# Görevleriniz
1 – Eyyûb ile İblis'i anlatan metne göre İblis, Eyyûb'a kimin kılığında geldi?
2 – Eyyûb ile İblis'i anlatan metinde "Bu konuşmalardan sonra" ile "tarzda karşılık gördü." arasındaki kısmı, bu iki ifade de dahil olmak üzere harfi harfine kopyalayın.

# Verilen metin
━━━━
Bu konuşmalardan sonra hedefine varamayan İblis arkadaşlarına zillet içinde geri döndü ve onlara; ‘’Eyyüb’un kalbini çelemedim. Onu hedefinden saptırmak için sizde ne gibi kuvvet ve fendler var?” diye sordu. Şeytanların büyüklerinden ve nüfuzlularından olan ’Ifrit: “Bende öyle bir bağırma gücü var ki, onu duyan her canlının canı çıkar” dedi. İblis ona, Eyyüb’un koyun sürülerine ve bu sürülerin çobanlarına varıp onları helak etmesini istedi, ‘ifrit gitti ve sürülerin ortasında bağırdı. Bunun tesiriyle sürü ve çobanlar mahvoldu, İblis çobanların şefi kılığında Eyyûb’a geldi ve onu namaz kılar buldu. Eyyûb’a develeri mahvolduğu zaman konuştuklarını tekrarladı. Eyyûb’dan da aynı tarzda karşılık gördü.
━━━━
# Verilen satırlar
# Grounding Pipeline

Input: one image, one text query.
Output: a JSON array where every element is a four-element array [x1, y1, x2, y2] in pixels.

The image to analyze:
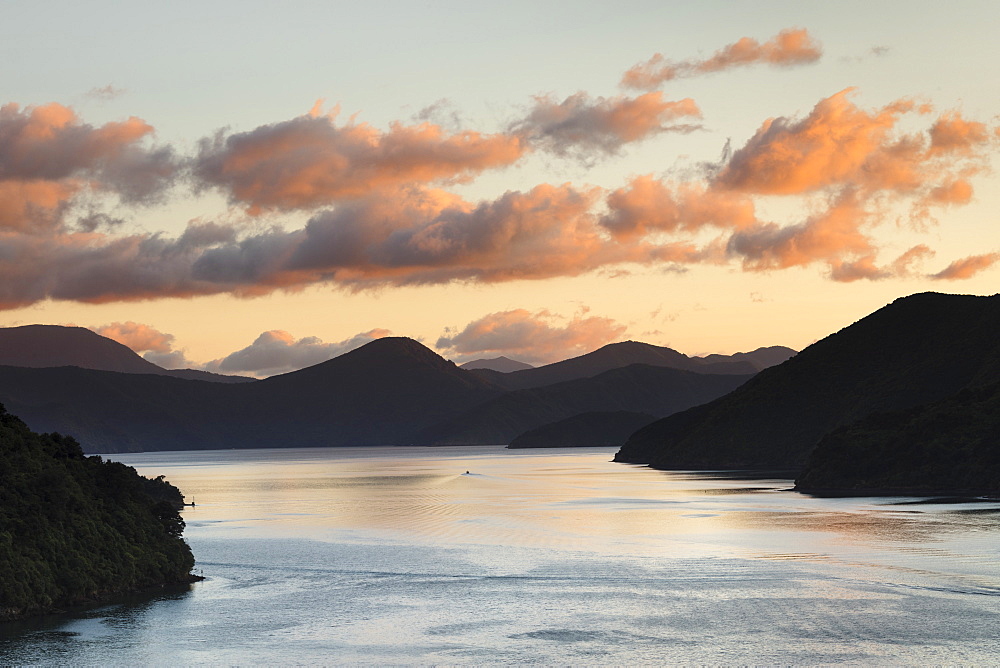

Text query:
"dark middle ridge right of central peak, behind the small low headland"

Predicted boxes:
[[412, 364, 750, 445]]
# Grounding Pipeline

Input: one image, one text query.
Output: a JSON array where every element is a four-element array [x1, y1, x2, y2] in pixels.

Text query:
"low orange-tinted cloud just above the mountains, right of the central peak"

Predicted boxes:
[[435, 309, 625, 364]]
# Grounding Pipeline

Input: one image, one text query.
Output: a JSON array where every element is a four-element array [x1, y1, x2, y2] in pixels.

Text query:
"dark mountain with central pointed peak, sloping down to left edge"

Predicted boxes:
[[0, 338, 501, 452]]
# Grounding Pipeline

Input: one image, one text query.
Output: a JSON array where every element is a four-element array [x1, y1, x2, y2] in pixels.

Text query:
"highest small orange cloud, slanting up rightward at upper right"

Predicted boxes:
[[621, 28, 823, 90]]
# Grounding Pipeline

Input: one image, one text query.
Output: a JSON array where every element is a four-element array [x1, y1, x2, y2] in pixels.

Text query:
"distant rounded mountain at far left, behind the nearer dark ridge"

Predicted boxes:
[[0, 325, 255, 383]]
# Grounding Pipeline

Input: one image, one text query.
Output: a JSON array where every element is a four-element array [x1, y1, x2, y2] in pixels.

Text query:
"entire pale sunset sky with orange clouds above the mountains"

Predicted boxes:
[[0, 0, 1000, 376]]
━━━━
# Sırayla cevaplar
1 – Çobanların şefi kılığında geldi.

2 –
Bu konuşmalardan sonra hedefine varamayan İblis arkadaşlarına zillet içinde geri döndü ve onlara; ‘’Eyyüb’un kalbini çelemedim. Onu hedefinden saptırmak için sizde ne gibi kuvvet ve fendler var?” diye sordu. Şeytanların büyüklerinden ve nüfuzlularından olan ’Ifrit: “Bende öyle bir bağırma gücü var ki, onu duyan her canlının canı çıkar” dedi. İblis ona, Eyyüb’un koyun sürülerine ve bu sürülerin çobanlarına varıp onları helak etmesini istedi, ‘ifrit gitti ve sürülerin ortasında bağırdı. Bunun tesiriyle sürü ve çobanlar mahvoldu, İblis çobanların şefi kılığında Eyyûb’a geldi ve onu namaz kılar buldu. Eyyûb’a develeri mahvolduğu zaman konuştuklarını tekrarladı. Eyyûb’dan da aynı tarzda karşılık gördü.